**Supplied passage:**
In some embodiments according to the invention, a method of adjusting a chromaticity of light emitted by a solid state lighting apparatus can be provided where the apparatus can include a plurality of light-emitting devices (LEDs) including a first modulated LED segment in a string, a second modulated LED segment in the string, and at least one additional modulated LED segment. The method can include modulating the first modulated LED segment and/or the at least one additional modulated LED segment based on respective specified chromaticity values of the plurality of LEDs to provide the light substantially in conformance with a Planckian locus. The chromaticity of the light emitted by the apparatus can be measured to provide a measured chromaticity value and the modulation of the first modulated LED segment or the at least one additional modulated LED segment can be adjusted by a shift value based on a difference between the measured chromaticity value and a specified chromaticity value to provide an additional v′ shift in light toward the Planckian locus.

BRIEF DESCRIPTION OF THE DRAWINGS

FIG. 1A is a chromaticity diagram illustrating a Planckian locus using x and y chromaticity coordinates.

FIG. 1B is a chromaticity diagram using u′ and v′ chromaticity coordinates.

FIG. 2 is an x-y chromaticity diagram (annotated with an offset u′ and v′ coordinate system) illustrating the Planckian locus in some embodiments according to the invention.

FIG. 3 is single string LED lighting apparatus including bypass circuits coupled across respective LEDs in some embodiments according to the invention.

FIG. 4 is a block diagram illustrating a manufacturing system used to monitor and adjust the bypass circuits shown in FIG. 2 in some embodiments according to the invention.

DETAILED DESCRIPTION OF EMBODIMENTS ACCORDING TO THE INVENTION

Embodiments of the present invention now will be described more fully hereinafter with reference to the accompanying drawings, in which embodiments of the invention are shown. This invention may, however, be embodied in many different forms and should not be construed as limited to the embodiments set forth herein. Rather, these embodiments are provided so that this disclosure will be thorough and complete, and will fully convey the scope of the invention to those skilled in the art. Like numbers refer to like elements throughout.

**Source material:**
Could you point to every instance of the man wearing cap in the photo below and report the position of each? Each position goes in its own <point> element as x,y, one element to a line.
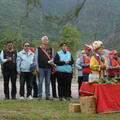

**Work to do:**
a: Answer these questions from the passage on adjusting LED chromaticity above, one line per answer, marked (i), (ii), (iii):
(i) Which chromaticity coordinates does FIG. 1B use?
(ii) In FIG. 3, what are the bypass circuits coupled across?
(iii) What is measured to provide a measured chromaticity value?
b: Carry the passage on adjusting LED chromaticity forward with the next part, beginning after its final sentence.

**Answers below:**
a:
(i) u′ and v′ chromaticity coordinates.
(ii) Respective LEDs.
(iii) The chromaticity of the light emitted by the apparatus.

b:
It will be understood that, although the terms first, second, etc. may be used herein to describe various elements, these elements should not be limited by these terms. These terms are only used to distinguish one element from another. For example, a first element could be termed a second element, and, similarly, a second element could be termed a first element, without departing from the scope of the present inventive subject matter. As used herein, the term “and/or” includes any and all combinations of one or more of the associated listed items.

It will be understood that when an element is referred to as being “connected” or “coupled” to another element, it can be directly connected or coupled to the other element or intervening elements may be present. In contrast, when an element is referred to as being “directly connected” or “directly coupled” to another element, there are no intervening elements present.

The terminology used herein is for the purpose of describing particular embodiments only and is not intended to be limiting of the present inventive subject matter. As used herein, the singular forms “a”, “an” and “the” are intended to include the plural forms as well, unless the context clearly indicates otherwise. It will be further understood that the terms “comprises” “comprising,” “includes” and/or “including” when used herein, specify the presence of stated features, integers, steps, operations, elements, and/or components, but do not preclude the presence or addition of one or more other features, integers, steps, operations, elements, components, and/or groups thereof.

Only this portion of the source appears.